§ **FRAGMENTO PROPORCIONADO**
******************************

Elena Bossi - LAFTEM/Revista Mujeres (Foto: Cuadrilla Feminista).- Existen algunas declaraciones acerca de que el mejor castellano del mundo se hablaba en El Hierro, la más occidental y meridional de las islas Canarias en 2012; pero en el municipio de Armenia, Colombia, en 2021.  Este “mejor” significa aquí el más conservador y por eso es lógico que sea lejos de los grandes centros urbanos, porque lo natural es que las lenguas sean innovadoras en los centros y más conservadoras en las periferias, alejadas, aisladas de sus lugares de intercambio en donde la vanguardia y el cambio veloz son la norma.


Es probable que, en alguna colonia de inmigrantes alemanes de la Argentina, se hable un alemán más primitivo y por lo tanto más conservador, más parecido al más “antiguo”.  Esta antigüedad es leída por algunas personas como sinónimo de “pureza” lingüística. Y si de antigüedad se tratara deberíamos hablar el castellano de Cervantes, el que leemos en El Cid o el arcipreste de Hita o, mejor aún, deberíamos seguir hablando latín vulgar (porque el otro, el clásico, la lengua muerta, no se hablaba ya ni en tiempos de Cicerón) o aquellenguaje originario del Edén.

Según el criterio de que lo mejor es lo más antiguo, en épocas de Dante, la lengua que hoy lleva con orgullo su nombre porque con ella se escribió la Commedia, habría sido rechazada de plano por ser más parecida a lo que hablaba la gente en las calles, el dialecto de Florencia que, al latín, usado por lo general en las obras escritas.

******************************

§ **REGISTROS PROPORCIONADOS**
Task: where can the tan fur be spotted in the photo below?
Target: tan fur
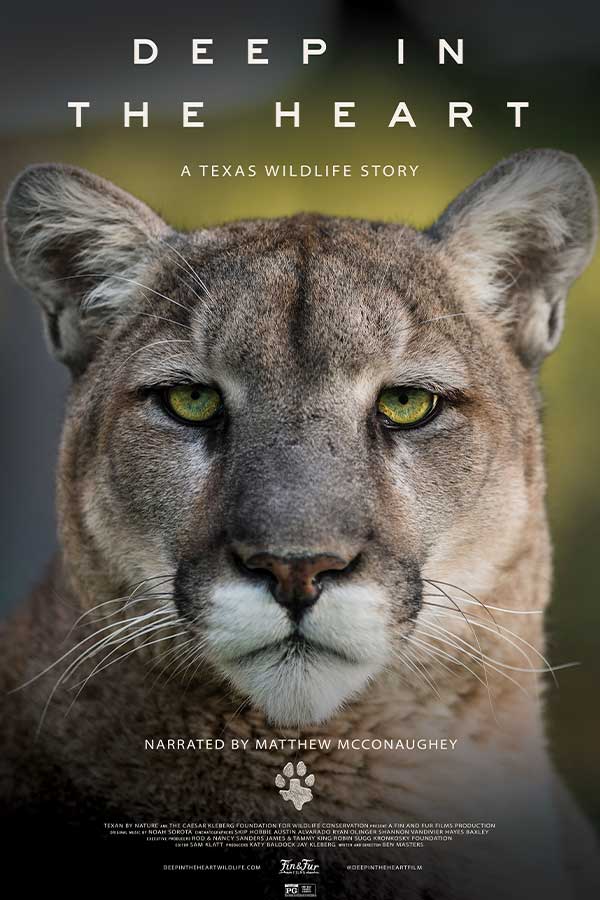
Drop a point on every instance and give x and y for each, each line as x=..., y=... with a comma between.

******************************

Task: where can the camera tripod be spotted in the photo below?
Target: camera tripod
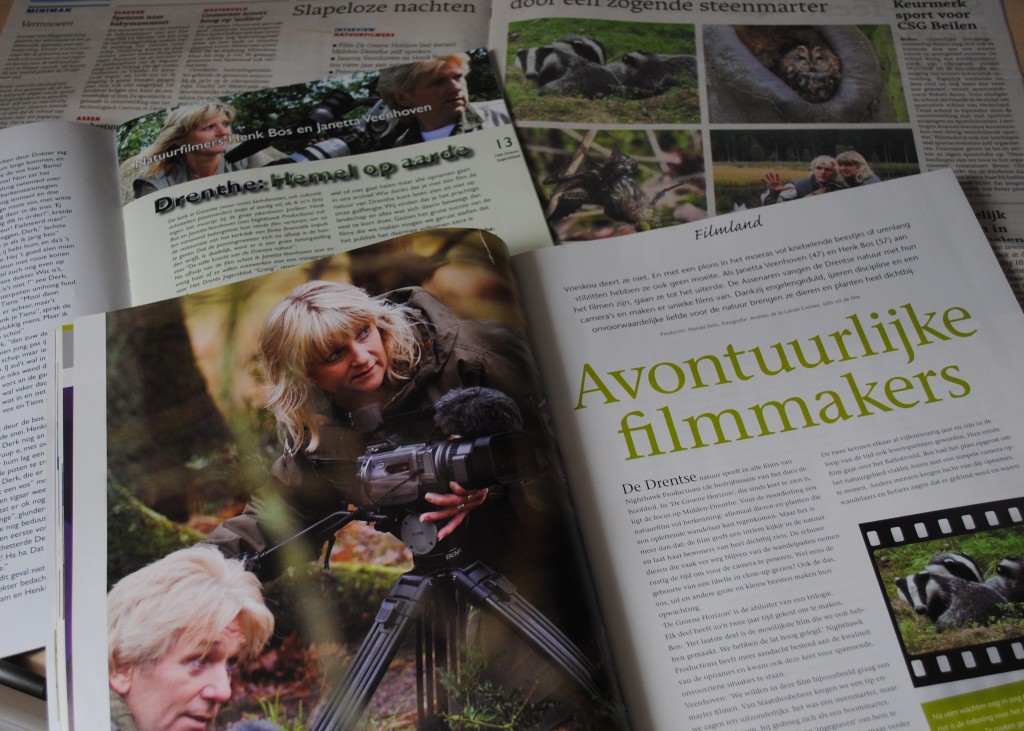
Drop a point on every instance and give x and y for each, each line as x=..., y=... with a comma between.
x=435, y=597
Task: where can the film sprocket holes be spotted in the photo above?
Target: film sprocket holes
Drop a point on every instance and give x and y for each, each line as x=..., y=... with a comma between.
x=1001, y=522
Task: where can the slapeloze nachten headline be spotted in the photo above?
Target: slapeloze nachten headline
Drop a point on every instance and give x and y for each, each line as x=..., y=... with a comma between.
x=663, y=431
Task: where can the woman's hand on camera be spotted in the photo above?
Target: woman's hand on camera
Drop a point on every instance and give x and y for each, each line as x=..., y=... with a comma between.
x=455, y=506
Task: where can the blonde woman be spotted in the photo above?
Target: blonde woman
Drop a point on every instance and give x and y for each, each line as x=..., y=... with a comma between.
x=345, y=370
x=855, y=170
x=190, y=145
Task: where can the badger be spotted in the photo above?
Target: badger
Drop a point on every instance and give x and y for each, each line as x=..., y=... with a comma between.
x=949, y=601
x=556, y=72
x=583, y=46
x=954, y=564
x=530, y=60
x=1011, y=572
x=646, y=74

******************************

§ **TUS TAREAS**
**a.** En el fragmento proporcionado, ¿cómo se describe la isla de El Hierro?
**b.** Transcribe del fragmento proporcionado el pasaje que comienza en "Elena Bossi - LAFTEM/Revista" y acaba en "son la norma.".
**c.** Prosigue el texto sobre la antigüedad y la supuesta pureza de la lengua a partir de su última oración.

§ **RESPUESTAS POR TAREA**
**a.** Como la más occidental y meridional de las islas Canarias.

**b.**
Elena Bossi - LAFTEM/Revista Mujeres (Foto: Cuadrilla Feminista).- Existen algunas declaraciones acerca de que el mejor castellano del mundo se hablaba en El Hierro, la más occidental y meridional de las islas Canarias en 2012; pero en el municipio de Armenia, Colombia, en 2021.  Este “mejor” significa aquí el más conservador y por eso es lógico que sea lejos de los grandes centros urbanos, porque lo natural es que las lenguas sean innovadoras en los centros y más conservadoras en las periferias, alejadas, aisladas de sus lugares de intercambio en donde la vanguardia y el cambio veloz son la norma.

**c.**
Si la gente hubiese sido obediente a la gramática, la literatura gauchesca no habría sido escrita, Domingo Zerpa habría sido prohibido en las escuelas, junto con las coplas y más de la mitad de la literatura regional. Tampoco existirían el glíglico de Cortázar, el lenguaje transracional de Girondo, los personajes de los cuentos de Rulfo enmudecerían y así se nos caería casi toda la biblioteca: Huidobro, Vallejo, Arguedas, solo por nombrar algunos.

Solo las lenguas muertas como el latín o el griego clásicos permanecen inmutables. La mutabilidad es una de las características de las lenguas vivas.  Las lenguas cambian porque no están hechas, son un hacerse constante. Gracias a que la lengua que hoy hablamos es la constante evolución del latín, la RAE tiene trabajo. De otro modo, no tendría razón de existir.

La lingüística distingue los términos de “lengua” y “habla”.  Define la “lengua” como el sistema que no tiene existencia concreta, existe virtualmente en los cerebros de quienes hablamos, en los diccionarios y en las gramáticas. Es una suerte de amplio espacio de referencia semejante a la nube:  acudimos a ese espacio virtual que flota en nuestras cabezas, para hablar, escuchar, pensar, escribir.  La existencia concreta de esa lengua se realiza en el habla que es el uso individual. No hay “lenguas” que caminan por ahí. Hay hablantes. Gente que usa la lengua. Así, cada persona habla según su época, su región, sus contextos, sus características y, sobre todo, según sus necesidades. Hay hablantes, gente que habla de modos variados. Si matamos la variedad, matamos la lengua.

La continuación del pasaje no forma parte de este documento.